** start of Data extract **

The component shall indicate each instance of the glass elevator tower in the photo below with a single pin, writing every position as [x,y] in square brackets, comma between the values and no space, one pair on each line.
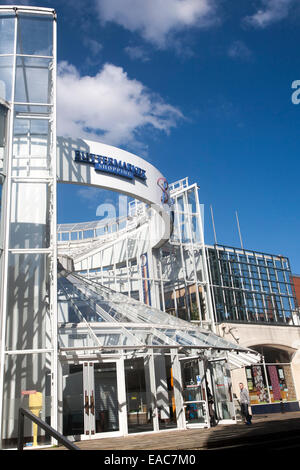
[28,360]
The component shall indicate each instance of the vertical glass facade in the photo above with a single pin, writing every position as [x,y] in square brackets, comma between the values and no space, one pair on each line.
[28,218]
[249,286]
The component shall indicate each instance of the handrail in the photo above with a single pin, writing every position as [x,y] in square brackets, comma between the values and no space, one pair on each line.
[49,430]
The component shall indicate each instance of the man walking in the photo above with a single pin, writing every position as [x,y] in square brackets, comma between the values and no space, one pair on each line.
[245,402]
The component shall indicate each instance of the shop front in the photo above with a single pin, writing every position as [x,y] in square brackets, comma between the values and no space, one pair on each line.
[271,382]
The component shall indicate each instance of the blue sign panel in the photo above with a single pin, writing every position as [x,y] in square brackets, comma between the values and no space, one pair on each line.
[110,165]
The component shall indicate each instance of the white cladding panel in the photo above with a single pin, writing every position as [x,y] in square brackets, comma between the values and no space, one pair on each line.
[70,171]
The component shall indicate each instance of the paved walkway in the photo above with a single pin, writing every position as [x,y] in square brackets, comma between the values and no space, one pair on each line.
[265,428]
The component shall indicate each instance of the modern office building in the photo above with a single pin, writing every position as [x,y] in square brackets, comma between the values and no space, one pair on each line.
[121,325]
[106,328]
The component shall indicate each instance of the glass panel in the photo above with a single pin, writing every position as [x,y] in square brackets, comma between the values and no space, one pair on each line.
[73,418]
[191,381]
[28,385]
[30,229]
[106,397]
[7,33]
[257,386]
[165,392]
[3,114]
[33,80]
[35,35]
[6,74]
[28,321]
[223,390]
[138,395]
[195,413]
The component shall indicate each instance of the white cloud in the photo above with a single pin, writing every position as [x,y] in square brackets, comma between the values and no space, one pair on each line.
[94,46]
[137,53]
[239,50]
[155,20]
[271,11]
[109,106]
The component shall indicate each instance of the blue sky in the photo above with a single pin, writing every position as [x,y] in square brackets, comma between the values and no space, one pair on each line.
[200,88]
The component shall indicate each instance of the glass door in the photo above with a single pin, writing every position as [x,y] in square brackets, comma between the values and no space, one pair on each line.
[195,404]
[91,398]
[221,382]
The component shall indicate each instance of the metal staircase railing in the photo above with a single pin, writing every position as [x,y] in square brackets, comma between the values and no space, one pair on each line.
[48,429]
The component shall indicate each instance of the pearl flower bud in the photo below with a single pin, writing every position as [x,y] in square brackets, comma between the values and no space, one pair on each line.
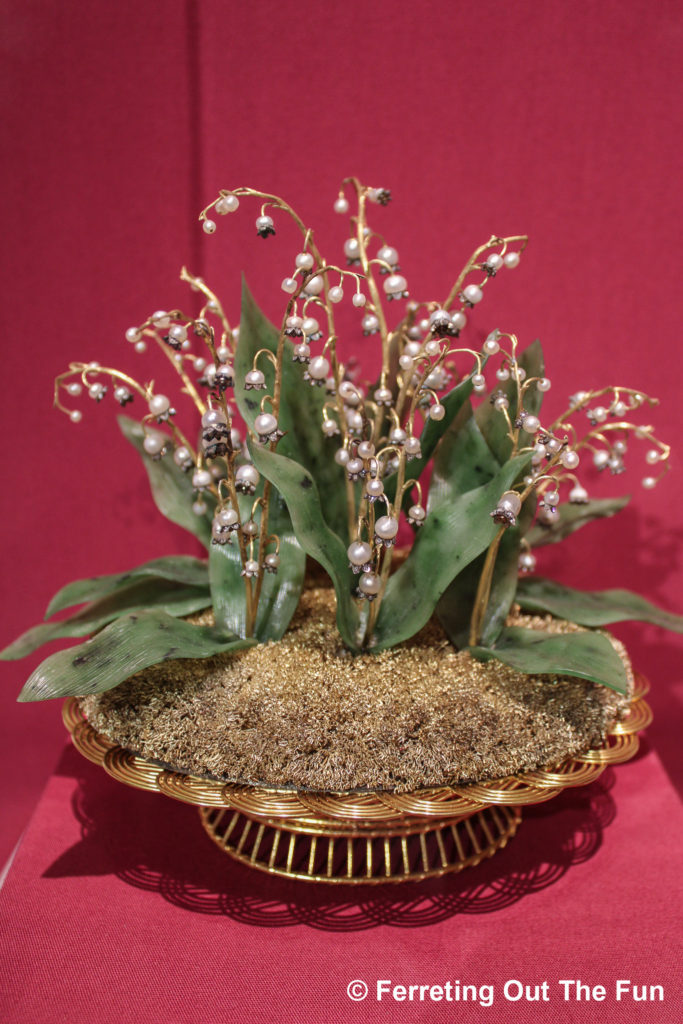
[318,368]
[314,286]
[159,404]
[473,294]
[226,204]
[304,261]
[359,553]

** end of Data extract **

Short exercise
Restate each entry word for word, leaving out any pictures.

Exercise result
The component shall indicate each instance of the glass elevator tower in the photo below with a single pin, writing every position as [x,y] in square brackets, comma between the values and no space, one pair on each line.
[28,360]
The component shall indicate each instance of the vertical glass facade in the photo above with a single pin, writing every position as [x,y] in square brackets, comma between the values and no space, one pair on each line.
[28,218]
[249,286]
The component shall indicate each instance of the handrail in the photo above with a single pin, writing every position as [x,y] in square brackets, comma between the values and no space, one pair on each line.
[49,430]
The component shall indicate each instance of the man walking in the photo above with a single pin, writing every position as [x,y] in square brackets, comma between the values and no space, one pair on each line.
[245,402]
The component shall indicate each instance of the shop front in the photo above with a single pin, writing every position as [x,y] in square brackets, comma between the values and no space, one pair on each line.
[271,382]
The component shall indicate each instance of the blue sign panel in the photo above with a single pin, writing every position as [x,y] in square brackets, comma between the values and no space, one pair on each line.
[110,165]
The component shall indicate each instance of the white cladding panel in the photo above with a single pin, writing every position as [x,y] in square brackets, comma between the values and no space, one pair on each line.
[70,171]
The component shall indicate each instance of the paved walkway in the photo above with a single pin, writing every position as [x,y] in square brackets, comma between the values and no space, one pair on each line.
[265,428]
The component shall indicate each instance of the modern office building in the photo above with a single pin, writing every position as [x,y] in square brackets, comma between the values and no space, one pair on each line.
[121,325]
[106,328]
The component shall indicate each instance of the glass panel in the photo above with a single pin, writing every position as [x,y] in square brackets, comma between the values and no space, one pair on each line.
[73,418]
[191,381]
[28,385]
[30,229]
[106,397]
[7,33]
[257,386]
[165,392]
[3,114]
[33,80]
[35,35]
[6,74]
[28,321]
[223,390]
[138,395]
[195,413]
The component shall indicate each instance of the white cloud in the photo above with a single pin, writing every position as [x,y] in square brackets, comma between the values and no space, one pair on each line.
[94,46]
[137,53]
[239,50]
[155,20]
[271,11]
[109,106]
The component shall indicate each instance of the blue sky in the photo above with a single pin, writing every position as [x,y] in square brackets, comma between the values and no space, one pair on each line.
[200,88]
The component shall indicate each instance of the glass door in the photo above with a single pin, writing every position as [x,y] in square brackets, comma between the values and no space, one pair on each line.
[195,404]
[91,398]
[221,382]
The component shall indicate each instance of the metal staircase railing in the photo above with a single pin, writing every position as [x,y] in square brackets, comma between the values and no space, one pair on each line.
[48,429]
The component shall indicate each instance of the pearl flower bud in the photo below with a single pin, writing every position as [x,y] in square brackets, comma between the values and no space, one pair on each line.
[318,368]
[314,286]
[159,404]
[473,294]
[226,204]
[304,261]
[359,553]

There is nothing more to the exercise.